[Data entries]

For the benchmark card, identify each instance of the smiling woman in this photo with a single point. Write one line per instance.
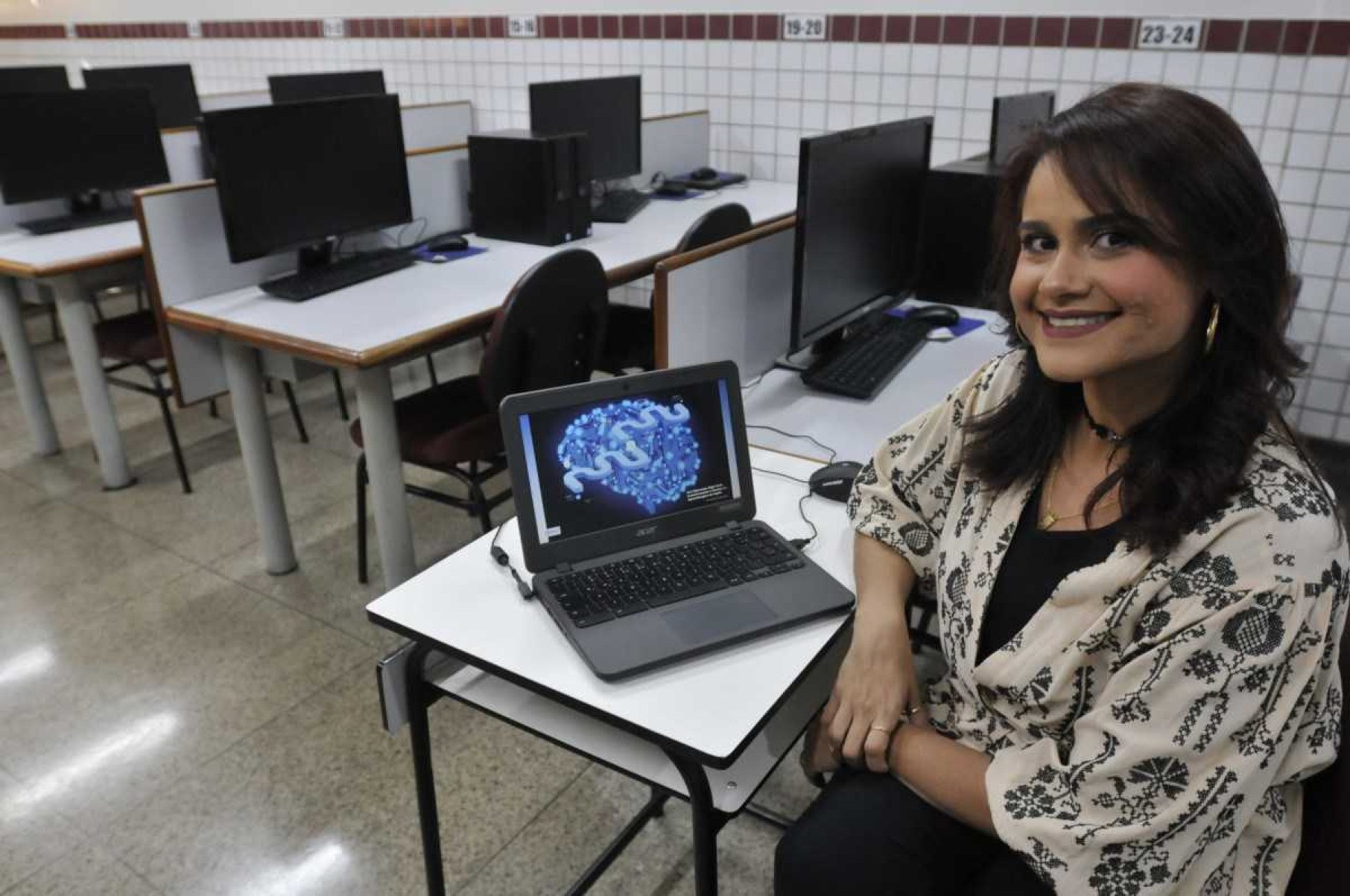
(1141, 579)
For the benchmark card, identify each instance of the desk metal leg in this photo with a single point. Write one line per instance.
(419, 729)
(246, 395)
(380, 432)
(708, 821)
(73, 308)
(28, 381)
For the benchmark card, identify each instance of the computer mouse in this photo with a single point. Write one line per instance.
(934, 315)
(834, 480)
(449, 244)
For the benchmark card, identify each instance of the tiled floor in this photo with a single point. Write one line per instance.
(176, 721)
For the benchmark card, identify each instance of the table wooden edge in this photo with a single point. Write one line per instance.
(397, 350)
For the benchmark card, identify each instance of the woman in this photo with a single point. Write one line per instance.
(1141, 579)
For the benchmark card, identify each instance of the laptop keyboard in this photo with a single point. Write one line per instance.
(658, 579)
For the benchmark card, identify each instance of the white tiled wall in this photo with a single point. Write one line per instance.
(766, 95)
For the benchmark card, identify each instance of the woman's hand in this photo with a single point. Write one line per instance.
(874, 691)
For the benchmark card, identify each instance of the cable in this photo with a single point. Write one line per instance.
(504, 560)
(801, 508)
(794, 435)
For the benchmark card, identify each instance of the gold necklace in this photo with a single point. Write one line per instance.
(1050, 517)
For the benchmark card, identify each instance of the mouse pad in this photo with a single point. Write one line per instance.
(423, 254)
(960, 328)
(729, 613)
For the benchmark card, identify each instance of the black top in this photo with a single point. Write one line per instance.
(1033, 567)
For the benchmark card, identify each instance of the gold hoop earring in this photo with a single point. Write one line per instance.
(1211, 329)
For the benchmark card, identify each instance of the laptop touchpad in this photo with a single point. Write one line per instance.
(726, 614)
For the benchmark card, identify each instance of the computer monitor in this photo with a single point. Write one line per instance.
(34, 78)
(858, 223)
(172, 89)
(79, 141)
(324, 86)
(1014, 118)
(609, 111)
(296, 174)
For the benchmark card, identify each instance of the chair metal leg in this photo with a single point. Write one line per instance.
(294, 412)
(162, 395)
(362, 573)
(342, 397)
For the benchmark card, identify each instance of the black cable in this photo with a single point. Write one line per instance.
(801, 508)
(504, 560)
(796, 435)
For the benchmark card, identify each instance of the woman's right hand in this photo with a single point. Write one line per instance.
(875, 687)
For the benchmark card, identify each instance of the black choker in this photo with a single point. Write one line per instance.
(1103, 432)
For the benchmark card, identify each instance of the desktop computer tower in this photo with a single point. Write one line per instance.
(530, 188)
(956, 244)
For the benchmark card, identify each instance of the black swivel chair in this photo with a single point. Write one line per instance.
(631, 334)
(545, 334)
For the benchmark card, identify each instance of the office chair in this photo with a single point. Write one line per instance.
(631, 334)
(133, 340)
(1323, 857)
(545, 334)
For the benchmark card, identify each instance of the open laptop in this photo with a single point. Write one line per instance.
(638, 517)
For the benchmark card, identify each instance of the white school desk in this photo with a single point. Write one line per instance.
(856, 428)
(71, 265)
(709, 731)
(372, 325)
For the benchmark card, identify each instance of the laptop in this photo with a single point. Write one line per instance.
(636, 515)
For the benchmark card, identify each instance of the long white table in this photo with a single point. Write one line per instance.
(856, 428)
(71, 265)
(709, 731)
(372, 325)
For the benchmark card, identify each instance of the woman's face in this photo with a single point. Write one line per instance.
(1088, 296)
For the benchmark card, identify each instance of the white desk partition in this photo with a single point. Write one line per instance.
(186, 258)
(674, 144)
(216, 101)
(183, 153)
(437, 124)
(732, 300)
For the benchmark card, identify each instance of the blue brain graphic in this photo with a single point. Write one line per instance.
(635, 447)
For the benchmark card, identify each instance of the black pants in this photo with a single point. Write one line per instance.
(869, 834)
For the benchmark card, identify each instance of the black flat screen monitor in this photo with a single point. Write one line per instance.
(34, 78)
(609, 111)
(296, 174)
(858, 223)
(172, 89)
(324, 86)
(79, 141)
(1014, 118)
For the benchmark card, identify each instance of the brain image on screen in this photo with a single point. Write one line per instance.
(633, 447)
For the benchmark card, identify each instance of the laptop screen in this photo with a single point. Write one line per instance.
(647, 455)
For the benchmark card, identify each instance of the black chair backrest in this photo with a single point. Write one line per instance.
(550, 328)
(1326, 811)
(718, 224)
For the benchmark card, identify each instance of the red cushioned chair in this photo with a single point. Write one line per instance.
(545, 334)
(133, 340)
(631, 332)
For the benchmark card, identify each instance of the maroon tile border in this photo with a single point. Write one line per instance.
(1292, 36)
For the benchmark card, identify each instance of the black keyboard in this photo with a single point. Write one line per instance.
(686, 571)
(337, 276)
(620, 206)
(869, 358)
(77, 222)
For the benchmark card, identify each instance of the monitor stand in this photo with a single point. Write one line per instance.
(86, 211)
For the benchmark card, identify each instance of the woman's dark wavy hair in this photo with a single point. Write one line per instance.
(1185, 166)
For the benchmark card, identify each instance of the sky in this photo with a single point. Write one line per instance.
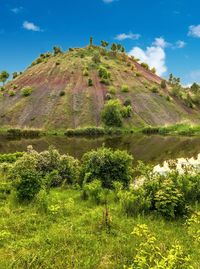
(163, 33)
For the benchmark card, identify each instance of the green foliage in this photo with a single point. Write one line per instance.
(85, 72)
(15, 74)
(10, 157)
(124, 88)
(150, 255)
(126, 111)
(26, 178)
(145, 65)
(169, 200)
(107, 166)
(57, 50)
(4, 75)
(11, 93)
(154, 89)
(62, 93)
(90, 82)
(111, 114)
(163, 84)
(96, 58)
(93, 191)
(133, 203)
(103, 73)
(112, 90)
(26, 91)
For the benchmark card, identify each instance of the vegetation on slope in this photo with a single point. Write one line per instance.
(63, 90)
(58, 213)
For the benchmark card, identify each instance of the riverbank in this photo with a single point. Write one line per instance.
(178, 129)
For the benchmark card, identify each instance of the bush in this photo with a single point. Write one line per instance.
(104, 73)
(169, 200)
(126, 111)
(85, 73)
(163, 84)
(125, 88)
(26, 178)
(62, 93)
(90, 82)
(11, 93)
(93, 191)
(26, 91)
(112, 90)
(145, 65)
(154, 89)
(127, 102)
(133, 204)
(111, 114)
(107, 166)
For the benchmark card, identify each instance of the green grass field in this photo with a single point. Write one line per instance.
(64, 231)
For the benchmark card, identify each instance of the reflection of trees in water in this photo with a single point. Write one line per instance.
(154, 149)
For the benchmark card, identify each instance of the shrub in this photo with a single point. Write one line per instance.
(112, 90)
(145, 65)
(11, 93)
(125, 88)
(85, 73)
(163, 84)
(169, 200)
(93, 191)
(26, 178)
(149, 254)
(133, 204)
(154, 89)
(26, 91)
(111, 114)
(127, 102)
(90, 82)
(104, 73)
(126, 111)
(107, 166)
(62, 93)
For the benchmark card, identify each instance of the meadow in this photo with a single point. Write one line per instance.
(57, 212)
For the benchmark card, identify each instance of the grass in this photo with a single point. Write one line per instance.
(178, 129)
(63, 231)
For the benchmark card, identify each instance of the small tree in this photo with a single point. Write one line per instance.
(15, 74)
(104, 44)
(114, 47)
(57, 50)
(163, 84)
(4, 75)
(91, 41)
(111, 114)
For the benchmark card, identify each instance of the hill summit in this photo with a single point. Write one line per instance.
(69, 90)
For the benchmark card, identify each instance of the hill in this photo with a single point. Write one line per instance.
(68, 90)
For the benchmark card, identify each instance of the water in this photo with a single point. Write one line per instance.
(151, 149)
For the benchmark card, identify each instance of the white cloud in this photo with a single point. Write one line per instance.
(180, 44)
(30, 26)
(17, 10)
(160, 42)
(194, 31)
(108, 1)
(127, 36)
(195, 75)
(154, 56)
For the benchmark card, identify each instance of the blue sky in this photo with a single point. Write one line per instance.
(165, 34)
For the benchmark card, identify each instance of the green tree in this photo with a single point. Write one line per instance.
(57, 50)
(113, 47)
(108, 166)
(104, 44)
(4, 75)
(111, 114)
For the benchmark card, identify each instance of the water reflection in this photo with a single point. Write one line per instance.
(152, 149)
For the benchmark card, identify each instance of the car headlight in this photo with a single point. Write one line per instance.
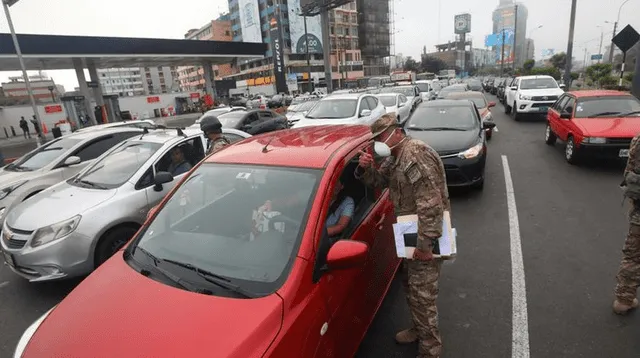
(28, 334)
(10, 188)
(472, 152)
(594, 140)
(54, 232)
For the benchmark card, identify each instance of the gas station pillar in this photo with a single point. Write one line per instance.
(97, 91)
(84, 88)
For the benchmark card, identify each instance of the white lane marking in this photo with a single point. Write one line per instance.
(519, 323)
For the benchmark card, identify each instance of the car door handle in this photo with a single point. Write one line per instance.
(381, 221)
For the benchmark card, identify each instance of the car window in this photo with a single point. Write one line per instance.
(241, 222)
(609, 105)
(118, 166)
(443, 117)
(43, 155)
(99, 146)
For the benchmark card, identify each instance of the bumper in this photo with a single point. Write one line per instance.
(533, 107)
(67, 257)
(464, 172)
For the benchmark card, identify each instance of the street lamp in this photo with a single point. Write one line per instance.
(5, 5)
(529, 37)
(615, 27)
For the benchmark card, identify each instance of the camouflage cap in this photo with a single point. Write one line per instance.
(383, 123)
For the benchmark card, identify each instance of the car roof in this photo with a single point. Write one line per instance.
(598, 93)
(306, 147)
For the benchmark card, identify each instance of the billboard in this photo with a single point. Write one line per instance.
(296, 30)
(250, 21)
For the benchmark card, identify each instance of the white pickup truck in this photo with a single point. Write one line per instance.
(531, 95)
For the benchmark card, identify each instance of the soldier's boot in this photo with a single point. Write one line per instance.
(407, 336)
(621, 308)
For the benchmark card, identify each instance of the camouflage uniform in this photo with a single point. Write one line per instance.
(217, 144)
(629, 273)
(417, 185)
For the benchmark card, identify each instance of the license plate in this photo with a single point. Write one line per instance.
(8, 258)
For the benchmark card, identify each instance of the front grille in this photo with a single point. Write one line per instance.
(544, 98)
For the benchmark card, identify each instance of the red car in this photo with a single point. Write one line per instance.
(594, 124)
(236, 261)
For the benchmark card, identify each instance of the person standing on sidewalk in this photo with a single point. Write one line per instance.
(417, 185)
(628, 277)
(25, 127)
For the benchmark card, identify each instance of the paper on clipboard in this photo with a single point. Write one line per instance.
(405, 232)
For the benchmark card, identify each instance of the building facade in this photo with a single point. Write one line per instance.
(45, 90)
(191, 78)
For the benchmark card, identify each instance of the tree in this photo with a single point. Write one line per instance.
(559, 60)
(410, 64)
(432, 64)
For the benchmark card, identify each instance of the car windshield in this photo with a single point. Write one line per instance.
(407, 91)
(231, 119)
(119, 166)
(423, 87)
(241, 222)
(44, 155)
(430, 117)
(538, 83)
(611, 105)
(388, 100)
(334, 108)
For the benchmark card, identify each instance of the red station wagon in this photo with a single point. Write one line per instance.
(211, 275)
(594, 123)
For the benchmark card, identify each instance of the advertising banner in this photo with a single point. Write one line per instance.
(250, 21)
(277, 48)
(296, 29)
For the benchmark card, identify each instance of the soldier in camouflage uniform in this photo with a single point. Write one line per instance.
(629, 273)
(212, 129)
(417, 185)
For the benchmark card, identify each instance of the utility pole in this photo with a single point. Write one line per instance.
(572, 25)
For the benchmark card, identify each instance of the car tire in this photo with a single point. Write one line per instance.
(549, 137)
(112, 241)
(571, 154)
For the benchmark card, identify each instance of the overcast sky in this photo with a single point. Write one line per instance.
(417, 22)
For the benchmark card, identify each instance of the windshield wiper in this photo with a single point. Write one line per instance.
(438, 129)
(603, 114)
(211, 277)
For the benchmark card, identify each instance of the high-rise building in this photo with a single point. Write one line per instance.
(504, 18)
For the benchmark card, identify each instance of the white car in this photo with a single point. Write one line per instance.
(396, 103)
(348, 108)
(531, 95)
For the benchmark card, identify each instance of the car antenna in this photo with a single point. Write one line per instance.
(265, 149)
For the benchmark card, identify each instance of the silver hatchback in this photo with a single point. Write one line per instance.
(71, 228)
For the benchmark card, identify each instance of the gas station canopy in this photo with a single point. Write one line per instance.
(55, 52)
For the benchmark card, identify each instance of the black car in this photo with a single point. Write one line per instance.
(455, 130)
(254, 121)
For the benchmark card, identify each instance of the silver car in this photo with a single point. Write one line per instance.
(53, 162)
(71, 228)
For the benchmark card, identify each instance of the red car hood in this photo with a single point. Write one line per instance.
(116, 312)
(621, 127)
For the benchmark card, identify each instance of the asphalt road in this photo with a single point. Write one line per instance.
(571, 226)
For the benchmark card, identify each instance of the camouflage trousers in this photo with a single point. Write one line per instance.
(629, 273)
(421, 284)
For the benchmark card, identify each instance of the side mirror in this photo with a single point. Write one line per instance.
(161, 178)
(488, 125)
(365, 113)
(72, 160)
(381, 150)
(347, 254)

- [WHAT IS NEEDED]: Rename "black top" to "dark sweater" in the data from the line with "For the benchmark card, identify each instance of the black top" to the line with "(1211, 329)", and give those lines again with everything else left as is.

- [OUTPUT FOR THIS TASK]:
For the benchmark card, identify each instance of the dark sweater in this photo with a single point. Write one line per instance.
(1033, 567)
For the benchmark card, identify each instance of the gold hoop earring in this photo with a single point. Write one line per instance.
(1211, 329)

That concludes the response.